* _Okunacak Metin_

§ §

Emsal Mahkeme Kararı İzmir Bölge Adliye Mahkemesi 17. Hukuk Dairesi 2019/1844 E. 2023/31 K. 12.01.2023 T.

Görüntülediğiniz mahkeme kararı kesinleşmiş bir karardır.

T.C.
İZMİR
BÖLGE ADLİYE MAHKEMESİ
17. HUKUK DAİRESİ

ESAS NO : 2019/1844
KARAR NO : 2023/31

T Ü R K M İ L L E T İ A D I N A
İ S T İ N A F K A R A R I

İNCELENEN KARARIN
MAHKEMESİ : İZMİR 5. ASLİYE TİCARET MAHKEMESİ
TARİHİ : 07/03/2019
NUMARASI : 2017/746 Esas 2019/268 Karar
DAVA : İtirazın İptali (Ticari Satımdan Kaynaklanan)
KARAR TARİHİ : 12/01/2023
KARAR YAZIM TARİHİ : 12/01/2023
Taraflar arasında görülen İtirazın İptali (Ticari Satımdan Kaynaklanan) davasına ilişkin olarak yapılan açık yargılama sonucunda verilen karara karşı yasal süresi içerisinde davalı vekili tarafından istinaf kanun yoluna başvurulması üzerine HMK 352. madde uyarınca dosya üzerinden inceleme yapıldı.

§ §

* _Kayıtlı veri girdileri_
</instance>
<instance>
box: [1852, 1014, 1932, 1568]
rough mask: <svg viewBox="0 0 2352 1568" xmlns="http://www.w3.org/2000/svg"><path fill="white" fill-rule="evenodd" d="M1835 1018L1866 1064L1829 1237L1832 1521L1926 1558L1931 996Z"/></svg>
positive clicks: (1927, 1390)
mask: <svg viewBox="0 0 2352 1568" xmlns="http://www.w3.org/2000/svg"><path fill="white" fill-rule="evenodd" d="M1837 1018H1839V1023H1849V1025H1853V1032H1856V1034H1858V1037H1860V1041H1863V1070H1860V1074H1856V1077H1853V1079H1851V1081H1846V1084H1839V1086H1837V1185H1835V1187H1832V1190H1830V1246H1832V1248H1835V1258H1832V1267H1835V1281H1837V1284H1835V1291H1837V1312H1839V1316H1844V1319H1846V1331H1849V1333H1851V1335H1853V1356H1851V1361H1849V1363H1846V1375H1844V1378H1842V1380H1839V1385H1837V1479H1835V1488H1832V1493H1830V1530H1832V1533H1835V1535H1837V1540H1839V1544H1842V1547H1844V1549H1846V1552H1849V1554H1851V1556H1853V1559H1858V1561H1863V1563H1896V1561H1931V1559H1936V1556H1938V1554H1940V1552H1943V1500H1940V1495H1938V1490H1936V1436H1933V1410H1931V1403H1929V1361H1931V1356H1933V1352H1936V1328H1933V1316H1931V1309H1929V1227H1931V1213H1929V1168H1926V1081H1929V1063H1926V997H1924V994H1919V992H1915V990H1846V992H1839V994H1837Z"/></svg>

§ §

* _Yapılacak İş 1_
Karar metninde "T Ü R K M İ" ifadesinden "üzerinden inceleme yapıldı." ifadesine kadar uzanan kısmı hiç değiştirmeden geri ver.
* _Yapılacak İş 2_
Karar metninde "Taraflar arasında görülen" diye başlayan paragrafı ana bilgilerini koruyarak daha kısa biçimde yeniden yaz.
* _Yapılacak İş 3_
Karar metnini iki cümleyle özetle.

* _Görev Çıktısı 1_
T Ü R K M İ L L E T İ A D I N A
İ S T İ N A F K A R A R I

İNCELENEN KARARIN
MAHKEMESİ : İZMİR 5. ASLİYE TİCARET MAHKEMESİ
TARİHİ : 07/03/2019
NUMARASI : 2017/746 Esas 2019/268 Karar
DAVA : İtirazın İptali (Ticari Satımdan Kaynaklanan)
KARAR TARİHİ : 12/01/2023
KARAR YAZIM TARİHİ : 12/01/2023
Taraflar arasında görülen İtirazın İptali (Ticari Satımdan Kaynaklanan) davasına ilişkin olarak yapılan açık yargılama sonucunda verilen karara karşı yasal süresi içerisinde davalı vekili tarafından istinaf kanun yoluna başvurulması üzerine HMK 352. madde uyarınca dosya üzerinden inceleme yapıldı.

* _Görev Çıktısı 2_
Davalı vekili, taraflar arasındaki ticari satımdan kaynaklanan itirazın iptali davasında açık yargılama sonunda verilen karara karşı yasal süresi içinde istinaf yoluna başvurdu. Dosya, HMK 352. madde uyarınca dosya üzerinden incelendi.

* _Görev Çıktısı 3_
İzmir Bölge Adliye Mahkemesi 17. Hukuk Dairesi'nin 12.01.2023 tarihli, 2019/1844 Esas ve 2023/31 Karar numaralı kesinleşmiş istinaf kararı, İzmir 5. Asliye Ticaret Mahkemesi'nin 07/03/2019 tarihli ve 2017/746 Esas 2019/268 Karar numaralı kararını konu alır. Ticari satımdan kaynaklanan itirazın iptali davasında verilen karara karşı davalı vekili yasal süresi içinde istinaf başvurusunda bulunmuş, dosya HMK 352. madde uyarınca dosya üzerinden incelenmiştir.